━━━━━ Supplied records ━━━━━

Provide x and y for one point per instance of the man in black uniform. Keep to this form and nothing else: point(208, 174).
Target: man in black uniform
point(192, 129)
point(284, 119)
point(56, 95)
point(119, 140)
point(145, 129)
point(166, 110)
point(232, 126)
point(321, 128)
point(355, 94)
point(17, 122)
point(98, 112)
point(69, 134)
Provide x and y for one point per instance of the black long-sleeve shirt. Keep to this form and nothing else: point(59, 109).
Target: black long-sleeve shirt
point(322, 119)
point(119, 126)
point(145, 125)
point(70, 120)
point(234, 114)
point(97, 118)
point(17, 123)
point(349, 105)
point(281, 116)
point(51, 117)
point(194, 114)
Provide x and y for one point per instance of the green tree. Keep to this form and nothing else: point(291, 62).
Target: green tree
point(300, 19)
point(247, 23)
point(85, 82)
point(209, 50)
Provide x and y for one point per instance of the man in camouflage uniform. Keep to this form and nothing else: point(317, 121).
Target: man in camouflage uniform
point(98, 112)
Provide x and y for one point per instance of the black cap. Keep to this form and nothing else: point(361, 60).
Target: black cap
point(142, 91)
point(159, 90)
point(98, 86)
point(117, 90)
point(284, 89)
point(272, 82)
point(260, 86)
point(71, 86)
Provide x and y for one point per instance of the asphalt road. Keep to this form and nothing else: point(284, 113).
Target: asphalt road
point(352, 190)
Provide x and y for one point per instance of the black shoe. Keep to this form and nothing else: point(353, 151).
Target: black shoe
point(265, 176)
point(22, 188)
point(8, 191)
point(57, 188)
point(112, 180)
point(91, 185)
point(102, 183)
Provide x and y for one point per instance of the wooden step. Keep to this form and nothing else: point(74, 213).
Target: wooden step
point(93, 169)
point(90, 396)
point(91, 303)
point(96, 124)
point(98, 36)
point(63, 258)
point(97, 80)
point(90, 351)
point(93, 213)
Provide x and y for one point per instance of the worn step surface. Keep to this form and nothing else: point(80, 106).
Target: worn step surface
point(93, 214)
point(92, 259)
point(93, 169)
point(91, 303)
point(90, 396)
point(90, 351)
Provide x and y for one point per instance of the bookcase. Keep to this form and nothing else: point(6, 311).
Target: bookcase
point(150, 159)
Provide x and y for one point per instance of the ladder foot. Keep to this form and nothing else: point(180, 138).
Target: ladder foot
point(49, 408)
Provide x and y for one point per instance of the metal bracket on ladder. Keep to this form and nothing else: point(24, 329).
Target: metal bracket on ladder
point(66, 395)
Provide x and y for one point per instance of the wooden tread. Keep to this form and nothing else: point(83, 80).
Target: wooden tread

━━━━━

Rewrite the lines from the one holding "else: point(180, 138)." through the end of the listing, both ends included. Swap "ladder" for "stepladder" and keep everything else unchanged.

## Output for this exercise
Provide x and y for one point per instance of the stepladder foot. Keep to this form and nothing else: point(180, 138).
Target: stepladder foot
point(49, 408)
Provide x and y for one point per instance of the metal bracket on stepladder. Keep to this form and nothing else: point(24, 329).
Target: metal bracket on stepladder
point(66, 395)
Provide x and y for one point per instance of the wooden tread. Keep to this form and nothing else: point(83, 80).
Target: wooden tread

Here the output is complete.